**Stated task A**: According to the heavy liquid instructions, which Whatman filter paper number is the "slow" kind?

+-------+

Heavy Liquids: Bromoform (CHBr3) and Methylene Iodide (CH2I2) The purpose of heavy liquids is to separate dense grains, such as zircon and sphene, from the bulk of lighter grains such as quartz and feldspar (bromoform) and micas and amphiboles (methylene iodide). Always wear rubber gloves when using these heavy liquids; they provide better barrier and aren’t soluble in acetone. Don't mix original and reclaimed heavy liquids. If there is a possibility that grains could have gotten into your pure heavy liquid flask, refilter the liquid before putting it back in its bottle. Equipment to be used: separatory funnel, stopcock, metal stopcock clamp, two flasks, two funnels with stoppers, a funnel for the heavy liquid, a stirring rod and a small beaker to put it in. 1) Rinse washed glassware with acetone before use and blow dry with compressed air or heat gun. 2) Fix the stopcock into the separatory funnel: put a very small amount of stopcock grease on the stopcock, twist around a few times in funnel, then remove and clean off any excess grease, especially from the hole (with a pipe-cleaner). Otherwise grains will become clumped together in the grease. Replace stopcock in separatory funnel in closed position and fasten securely with metal clamp. 3) Prepare two filter paper funnels from “fast” (Whatman 2) filter paper and one from “slow” (Whatman 5) filter paper by folding the circles in half twice. 4) With the separatory funnel suspended above one of the flasks with the slow filter paper in it, funnel heavy liquid (HL) into separatory funnel through a fast (Whatman 2) filter paper. Fill the separatory funnel with an amount of HL necessary for the size of the sample, usually up to the waist of the funnel. Generally, large separatory funnels are used for the bromoform stage, small funnels for the methylene iodide stage; there are plenty of sizes of funnels to choose from to optimize separation and minimize HL use. Once the HL is funneled into the separatory funnel, suspend used funnel over small beaker for later use. 5) Pour sample into separatory funnel with a tube fashioned out of weighing paper. Stir the mixture thoroughly and allow heavy minerals to settle; continue to stir occasionally, always placing the stirring rod in a beaker when not in use. Wait for grains to settle between stirrings. Repeat process as many times as necessary.

+-------+

**Stated task B**: In the listing, copy out the lines from the one containing "detect every treeline" up to and including the one containing "[828,399,1255,434]".

+-------+

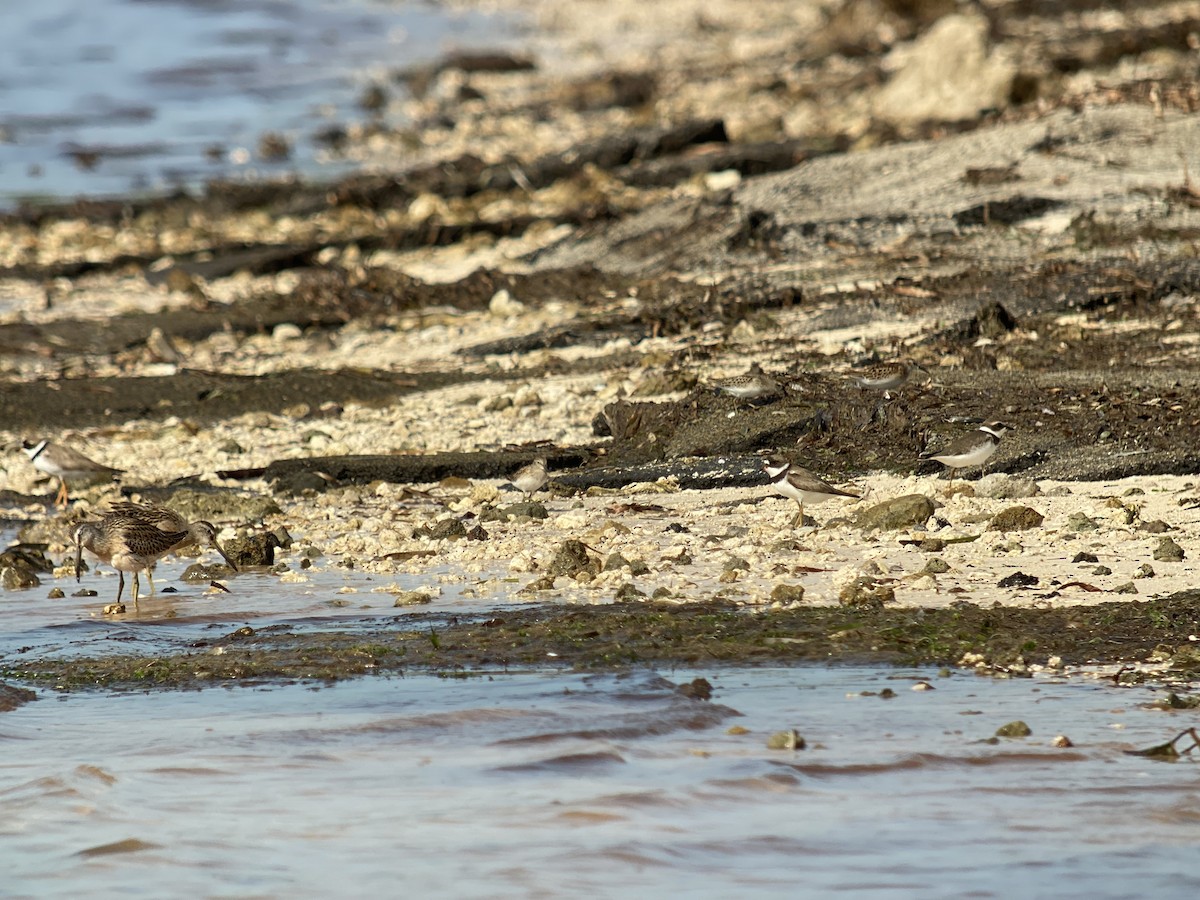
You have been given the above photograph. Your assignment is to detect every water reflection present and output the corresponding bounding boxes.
[0,668,1200,896]
[0,0,502,209]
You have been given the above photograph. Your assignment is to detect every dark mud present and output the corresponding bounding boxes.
[7,0,1200,686]
[9,590,1200,690]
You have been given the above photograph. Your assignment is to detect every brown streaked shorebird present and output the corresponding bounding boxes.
[509,456,547,500]
[72,516,187,606]
[846,360,920,394]
[920,422,1013,482]
[22,438,125,506]
[104,500,238,594]
[713,362,782,402]
[762,456,860,528]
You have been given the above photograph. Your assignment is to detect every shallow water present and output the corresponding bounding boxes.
[0,0,506,209]
[0,667,1200,898]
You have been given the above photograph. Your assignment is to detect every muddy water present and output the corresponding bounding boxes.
[0,668,1200,898]
[0,0,506,208]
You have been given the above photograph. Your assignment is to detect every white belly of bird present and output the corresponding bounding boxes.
[934,440,996,469]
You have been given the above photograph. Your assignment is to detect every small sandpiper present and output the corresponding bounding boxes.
[72,504,238,606]
[846,360,919,394]
[104,500,238,594]
[762,456,860,528]
[713,362,782,402]
[510,456,547,500]
[920,422,1013,481]
[22,439,125,506]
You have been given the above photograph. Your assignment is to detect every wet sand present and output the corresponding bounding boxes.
[0,2,1200,683]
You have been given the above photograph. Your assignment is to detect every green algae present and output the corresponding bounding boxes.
[0,592,1200,690]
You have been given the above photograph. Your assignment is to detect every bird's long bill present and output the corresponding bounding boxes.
[212,541,238,571]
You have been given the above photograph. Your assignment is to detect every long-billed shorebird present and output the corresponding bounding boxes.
[511,456,547,500]
[762,456,860,528]
[73,504,238,606]
[22,438,125,506]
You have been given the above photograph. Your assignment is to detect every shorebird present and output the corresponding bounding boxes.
[713,362,782,402]
[510,456,547,500]
[920,422,1013,481]
[846,360,918,394]
[22,438,125,506]
[762,456,859,528]
[104,500,238,594]
[72,516,188,606]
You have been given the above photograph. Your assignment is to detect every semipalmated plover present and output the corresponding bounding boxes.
[510,456,547,500]
[920,422,1013,481]
[22,439,125,506]
[713,362,782,401]
[762,456,859,528]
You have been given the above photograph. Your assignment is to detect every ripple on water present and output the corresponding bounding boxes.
[0,667,1200,896]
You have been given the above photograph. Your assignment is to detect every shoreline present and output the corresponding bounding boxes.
[0,0,1200,691]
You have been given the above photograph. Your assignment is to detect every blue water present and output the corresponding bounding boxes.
[0,0,508,208]
[0,667,1200,899]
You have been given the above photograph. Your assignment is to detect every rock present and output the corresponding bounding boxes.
[0,559,42,590]
[487,288,524,319]
[770,584,804,604]
[1154,538,1184,563]
[874,14,1016,125]
[996,572,1038,588]
[546,539,600,577]
[479,500,550,522]
[974,472,1042,500]
[988,506,1045,532]
[1067,512,1100,532]
[676,678,713,700]
[0,683,37,713]
[838,575,896,610]
[414,516,467,541]
[601,553,629,572]
[214,532,280,566]
[271,322,304,342]
[767,728,805,750]
[854,493,937,532]
[721,557,750,572]
[612,584,646,604]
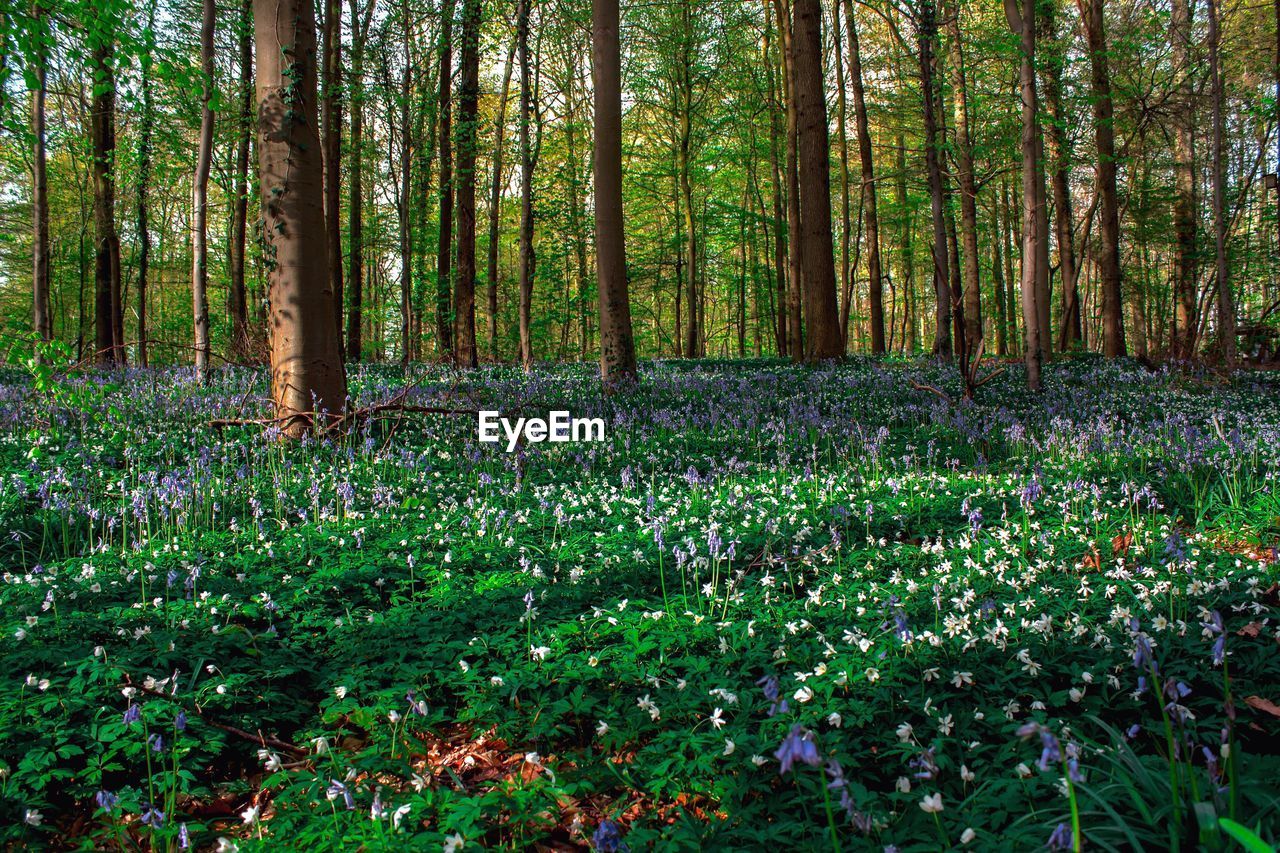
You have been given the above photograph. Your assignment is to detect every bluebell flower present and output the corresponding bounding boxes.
[591,820,631,853]
[773,722,822,775]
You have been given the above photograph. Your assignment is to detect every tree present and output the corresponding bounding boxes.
[345,0,378,361]
[1169,0,1199,359]
[253,0,347,427]
[435,0,455,359]
[1075,0,1125,356]
[453,0,480,368]
[794,0,845,361]
[87,9,124,365]
[318,0,346,350]
[191,0,216,382]
[844,0,884,353]
[31,0,54,343]
[591,0,636,389]
[1208,0,1235,368]
[227,0,252,357]
[1005,0,1047,391]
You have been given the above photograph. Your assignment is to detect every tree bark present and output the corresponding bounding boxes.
[486,40,516,361]
[253,0,347,437]
[1005,0,1046,391]
[794,0,845,361]
[591,0,636,389]
[845,0,884,353]
[516,0,535,369]
[191,0,218,383]
[318,0,346,350]
[1208,0,1236,368]
[453,0,480,368]
[347,0,376,361]
[90,23,124,365]
[1075,0,1125,357]
[227,0,252,357]
[916,0,951,360]
[945,0,982,356]
[1169,0,1199,359]
[31,0,54,350]
[435,0,455,359]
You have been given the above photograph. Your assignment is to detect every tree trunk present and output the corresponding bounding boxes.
[90,24,124,365]
[453,0,480,368]
[1005,0,1046,391]
[763,0,790,359]
[591,0,636,389]
[227,0,252,359]
[486,40,516,361]
[1037,6,1082,352]
[918,0,951,360]
[516,0,535,369]
[191,0,218,382]
[945,0,982,356]
[774,0,805,361]
[829,0,854,352]
[845,0,884,353]
[31,0,54,350]
[1208,0,1236,369]
[345,0,376,361]
[318,0,340,351]
[792,0,845,361]
[1076,0,1125,357]
[1169,0,1199,359]
[397,1,415,365]
[435,0,455,359]
[253,0,347,437]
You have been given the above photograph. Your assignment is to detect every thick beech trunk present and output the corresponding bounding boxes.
[253,0,347,435]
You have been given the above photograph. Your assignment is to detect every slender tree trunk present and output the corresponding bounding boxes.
[1208,0,1236,368]
[916,0,951,360]
[794,0,845,361]
[1076,0,1125,357]
[318,0,340,357]
[347,0,376,361]
[1037,6,1082,352]
[253,0,347,435]
[945,0,982,357]
[1169,0,1199,359]
[774,0,805,361]
[230,0,252,357]
[191,0,218,382]
[435,0,458,359]
[516,0,535,369]
[829,0,854,352]
[31,0,54,350]
[1005,0,1046,391]
[90,25,124,365]
[844,0,884,353]
[453,0,480,368]
[397,0,415,365]
[763,0,790,359]
[591,0,636,389]
[486,40,516,361]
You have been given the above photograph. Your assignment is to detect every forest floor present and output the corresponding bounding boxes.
[0,359,1280,850]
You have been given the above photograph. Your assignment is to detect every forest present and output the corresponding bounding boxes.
[0,0,1280,853]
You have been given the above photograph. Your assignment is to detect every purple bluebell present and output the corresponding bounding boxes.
[591,820,631,853]
[773,722,822,775]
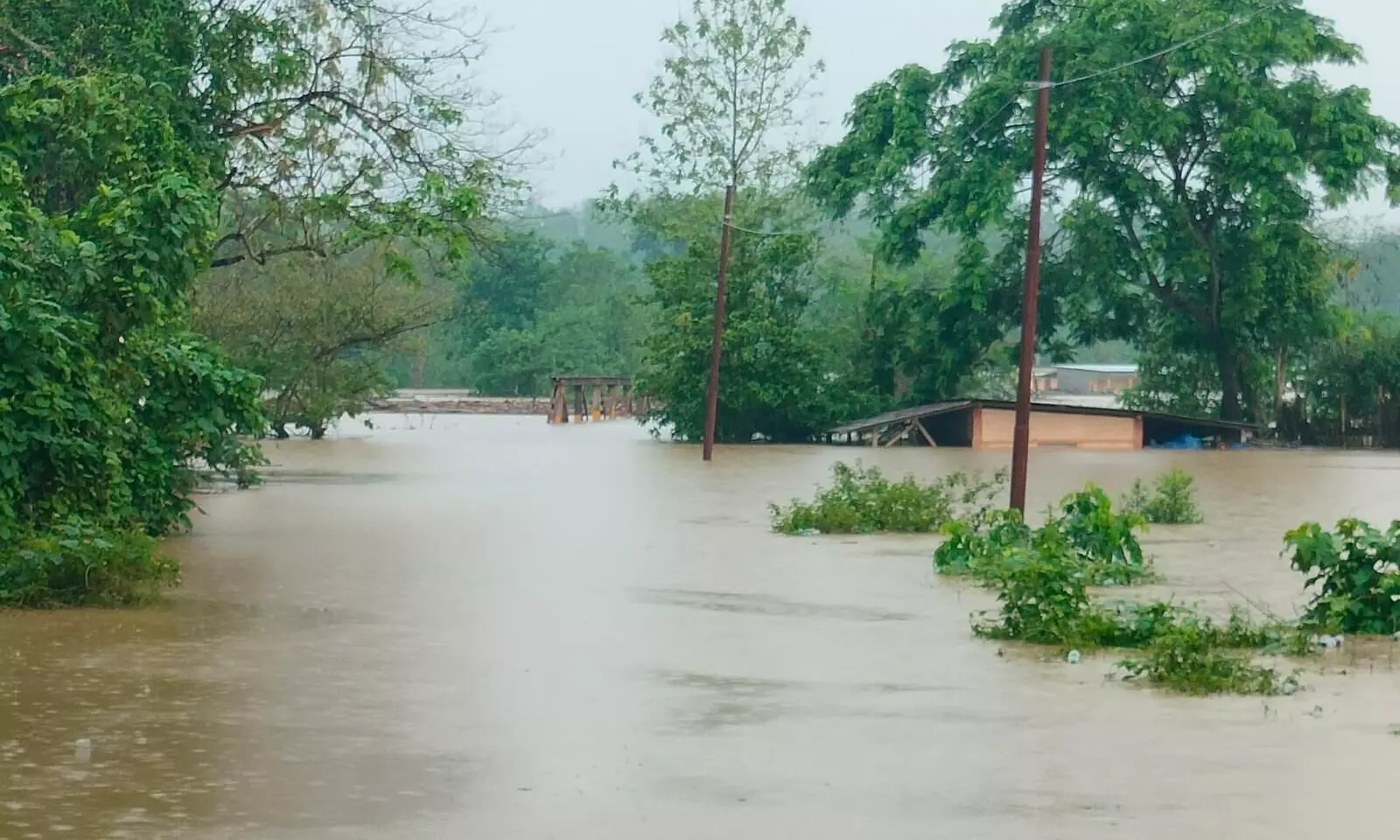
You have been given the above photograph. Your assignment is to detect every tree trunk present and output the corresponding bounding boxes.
[1215,341,1244,422]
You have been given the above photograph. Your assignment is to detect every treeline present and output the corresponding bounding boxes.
[8,0,1400,604]
[401,0,1400,445]
[0,0,515,606]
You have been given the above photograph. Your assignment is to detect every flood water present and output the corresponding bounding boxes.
[0,416,1400,840]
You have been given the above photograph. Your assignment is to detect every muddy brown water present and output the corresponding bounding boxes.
[0,416,1400,840]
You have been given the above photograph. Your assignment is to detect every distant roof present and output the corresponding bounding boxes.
[829,399,1255,434]
[1054,364,1137,374]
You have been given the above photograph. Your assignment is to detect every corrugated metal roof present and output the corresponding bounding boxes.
[1054,364,1137,374]
[828,399,1255,434]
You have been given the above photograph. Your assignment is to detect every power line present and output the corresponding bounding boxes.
[1053,0,1292,89]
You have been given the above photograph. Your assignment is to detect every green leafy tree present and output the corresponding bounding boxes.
[620,0,823,194]
[194,247,452,438]
[809,0,1400,420]
[634,193,851,441]
[618,0,833,441]
[0,70,263,596]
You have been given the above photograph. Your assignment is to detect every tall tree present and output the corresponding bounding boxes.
[809,0,1400,420]
[621,0,830,441]
[621,0,823,194]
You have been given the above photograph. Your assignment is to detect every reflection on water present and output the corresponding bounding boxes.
[0,417,1400,840]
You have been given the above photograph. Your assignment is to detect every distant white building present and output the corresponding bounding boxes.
[1034,364,1138,395]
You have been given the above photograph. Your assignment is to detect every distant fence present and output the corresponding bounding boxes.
[549,376,651,424]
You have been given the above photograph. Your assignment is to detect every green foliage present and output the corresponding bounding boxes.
[934,485,1151,586]
[1284,520,1400,634]
[768,462,1005,534]
[0,520,179,607]
[934,486,1304,695]
[1123,466,1206,525]
[808,0,1400,420]
[194,247,452,438]
[394,226,648,396]
[1122,616,1298,696]
[619,0,823,194]
[633,192,859,443]
[973,549,1299,696]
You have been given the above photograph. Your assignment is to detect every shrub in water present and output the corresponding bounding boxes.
[1120,616,1297,696]
[1284,520,1400,635]
[0,520,179,607]
[1123,467,1206,525]
[934,485,1151,586]
[768,462,1004,534]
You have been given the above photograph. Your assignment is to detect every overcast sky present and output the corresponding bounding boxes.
[467,0,1400,214]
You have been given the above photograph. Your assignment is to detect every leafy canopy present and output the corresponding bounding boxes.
[808,0,1400,418]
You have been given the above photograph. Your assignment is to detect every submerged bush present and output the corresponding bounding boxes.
[0,520,179,607]
[1123,467,1206,525]
[934,485,1151,586]
[1284,520,1400,635]
[1120,616,1298,696]
[934,486,1306,695]
[768,462,1005,534]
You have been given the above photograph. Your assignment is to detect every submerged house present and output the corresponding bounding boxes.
[826,399,1255,450]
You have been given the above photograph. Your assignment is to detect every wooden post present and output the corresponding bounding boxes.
[1011,47,1052,513]
[702,182,735,460]
[549,380,569,423]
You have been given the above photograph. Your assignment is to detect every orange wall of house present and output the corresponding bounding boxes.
[973,409,1143,450]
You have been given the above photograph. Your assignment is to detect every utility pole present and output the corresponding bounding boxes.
[1011,47,1053,514]
[704,182,733,460]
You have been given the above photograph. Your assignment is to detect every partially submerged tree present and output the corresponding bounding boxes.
[619,0,823,194]
[194,245,453,438]
[621,0,850,441]
[809,0,1400,420]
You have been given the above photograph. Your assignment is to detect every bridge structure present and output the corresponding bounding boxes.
[549,376,640,425]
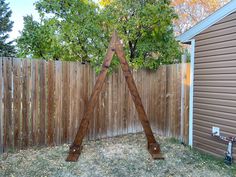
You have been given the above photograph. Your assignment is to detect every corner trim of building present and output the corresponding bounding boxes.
[189,39,195,147]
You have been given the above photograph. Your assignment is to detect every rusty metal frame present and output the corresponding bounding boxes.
[66,31,164,162]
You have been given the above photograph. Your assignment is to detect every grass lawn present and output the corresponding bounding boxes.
[0,134,236,177]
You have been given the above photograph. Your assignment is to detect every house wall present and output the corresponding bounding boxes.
[193,12,236,158]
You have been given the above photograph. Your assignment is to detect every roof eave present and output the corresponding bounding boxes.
[177,0,236,43]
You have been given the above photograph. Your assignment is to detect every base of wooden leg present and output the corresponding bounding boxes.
[66,145,83,162]
[148,143,165,160]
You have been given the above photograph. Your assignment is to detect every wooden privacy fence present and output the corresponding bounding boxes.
[0,58,190,152]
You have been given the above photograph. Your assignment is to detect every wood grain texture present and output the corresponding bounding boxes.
[0,57,4,154]
[13,59,22,149]
[3,58,14,151]
[0,59,189,152]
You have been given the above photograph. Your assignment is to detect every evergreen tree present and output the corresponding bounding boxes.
[0,0,15,57]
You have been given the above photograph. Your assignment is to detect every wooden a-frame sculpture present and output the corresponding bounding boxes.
[66,31,164,162]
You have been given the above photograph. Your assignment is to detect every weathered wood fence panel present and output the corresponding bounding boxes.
[0,58,190,153]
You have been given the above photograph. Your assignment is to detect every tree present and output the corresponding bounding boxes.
[17,0,183,69]
[172,0,229,35]
[103,0,180,69]
[0,0,15,57]
[17,16,63,60]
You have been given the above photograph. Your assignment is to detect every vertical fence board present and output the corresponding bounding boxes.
[13,59,22,149]
[31,60,40,145]
[3,58,14,151]
[62,62,70,143]
[0,58,190,153]
[0,57,4,154]
[22,60,30,148]
[47,61,55,146]
[38,60,46,145]
[54,61,63,145]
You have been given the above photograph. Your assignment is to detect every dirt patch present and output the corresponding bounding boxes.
[0,134,236,177]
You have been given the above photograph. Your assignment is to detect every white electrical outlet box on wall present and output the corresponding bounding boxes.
[212,127,220,136]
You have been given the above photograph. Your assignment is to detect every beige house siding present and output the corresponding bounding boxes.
[193,13,236,158]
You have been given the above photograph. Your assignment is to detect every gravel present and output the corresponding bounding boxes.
[0,134,236,177]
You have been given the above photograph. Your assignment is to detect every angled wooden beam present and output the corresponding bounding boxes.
[115,37,163,159]
[66,33,116,162]
[66,32,163,162]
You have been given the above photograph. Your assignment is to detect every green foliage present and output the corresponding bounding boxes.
[0,0,15,57]
[17,0,183,71]
[103,0,180,69]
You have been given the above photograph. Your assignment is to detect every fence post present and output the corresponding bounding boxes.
[180,54,187,142]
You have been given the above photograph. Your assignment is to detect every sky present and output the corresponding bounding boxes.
[6,0,39,40]
[6,0,98,41]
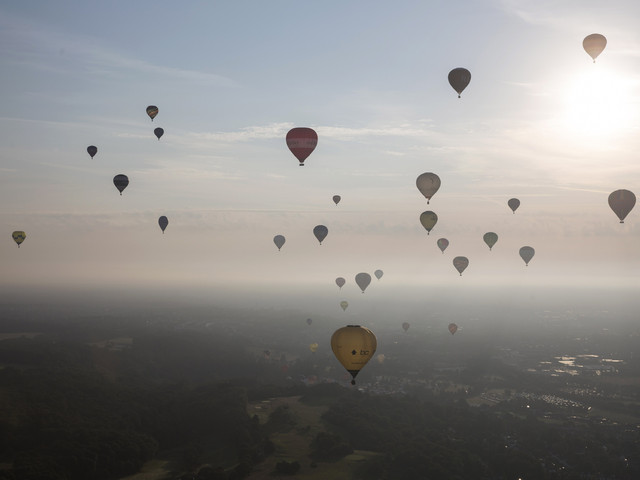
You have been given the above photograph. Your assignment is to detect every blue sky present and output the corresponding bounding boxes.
[0,0,640,295]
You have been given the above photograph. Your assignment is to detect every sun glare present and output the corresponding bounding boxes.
[564,69,635,141]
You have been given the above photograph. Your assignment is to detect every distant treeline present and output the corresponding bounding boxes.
[316,390,640,480]
[0,326,640,480]
[0,335,278,480]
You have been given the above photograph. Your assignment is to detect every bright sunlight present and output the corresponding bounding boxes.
[564,65,636,142]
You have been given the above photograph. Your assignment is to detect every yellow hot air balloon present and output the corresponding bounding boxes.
[331,325,378,385]
[11,230,27,248]
[420,210,438,235]
[582,33,607,63]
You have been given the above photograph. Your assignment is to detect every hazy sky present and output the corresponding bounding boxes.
[0,0,640,309]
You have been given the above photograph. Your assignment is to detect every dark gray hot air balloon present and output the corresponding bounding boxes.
[449,68,471,98]
[356,272,371,293]
[158,215,169,233]
[113,173,129,195]
[313,225,329,245]
[609,190,636,223]
[273,235,286,251]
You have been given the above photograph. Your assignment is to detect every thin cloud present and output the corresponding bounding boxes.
[0,12,237,87]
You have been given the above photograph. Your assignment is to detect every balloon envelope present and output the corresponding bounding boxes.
[11,230,27,248]
[507,198,520,213]
[416,172,441,203]
[453,257,469,276]
[287,127,318,166]
[449,68,471,98]
[482,232,498,250]
[356,272,371,293]
[436,238,449,253]
[147,105,158,121]
[582,33,607,63]
[313,225,329,245]
[609,190,636,223]
[158,215,169,233]
[273,235,286,251]
[331,325,378,385]
[113,173,129,195]
[520,247,536,266]
[420,210,438,235]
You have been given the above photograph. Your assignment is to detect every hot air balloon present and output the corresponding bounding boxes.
[287,127,318,167]
[582,33,607,63]
[331,325,378,385]
[420,210,438,235]
[520,247,536,267]
[158,215,169,233]
[482,232,498,251]
[416,172,440,204]
[609,190,636,223]
[453,257,469,276]
[449,68,471,98]
[356,272,371,293]
[313,225,329,245]
[11,230,26,248]
[147,105,158,122]
[273,235,286,251]
[113,173,129,195]
[436,238,449,253]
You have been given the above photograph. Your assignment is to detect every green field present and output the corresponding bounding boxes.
[247,397,377,480]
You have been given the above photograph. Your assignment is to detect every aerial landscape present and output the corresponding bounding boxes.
[0,0,640,480]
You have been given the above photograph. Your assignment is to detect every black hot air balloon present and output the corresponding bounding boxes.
[113,173,129,195]
[158,215,169,233]
[449,68,471,98]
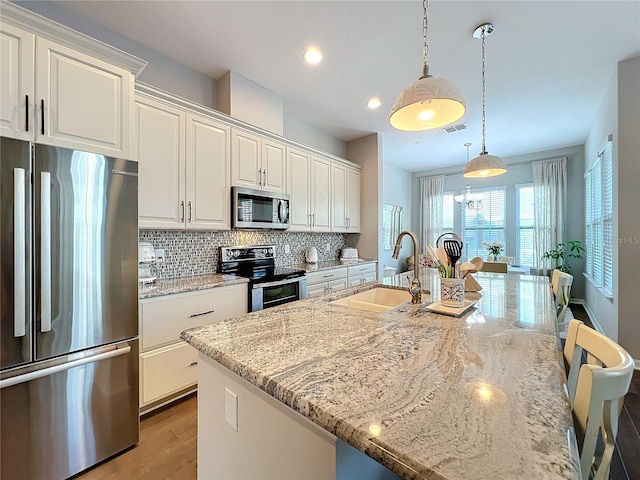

+-------+

**Correct result A**: Whatman 5

**Correct result B**:
You have been given the above photograph. Your assignment is to detect every treeline present and output the corresponding bounding boxes.
[8,0,1400,604]
[401,0,1400,445]
[0,0,515,606]
You have been given the above photograph. Your assignment is to detect every flood water present and output the corresponding bounding boxes.
[0,416,1400,840]
You have been given the above photograph. Your assignment is to detect every muddy brown water present and output the corresponding bounding boxes.
[0,416,1400,840]
You have been given the above photograph. Your assignment is to detect every distant roof present and output the corresponding bounding boxes.
[829,399,1255,434]
[1054,364,1137,374]
You have been given the above photograph. Your assignment is to detect every corrugated metal roof present and output the corresponding bounding boxes.
[1054,364,1137,374]
[828,399,1255,434]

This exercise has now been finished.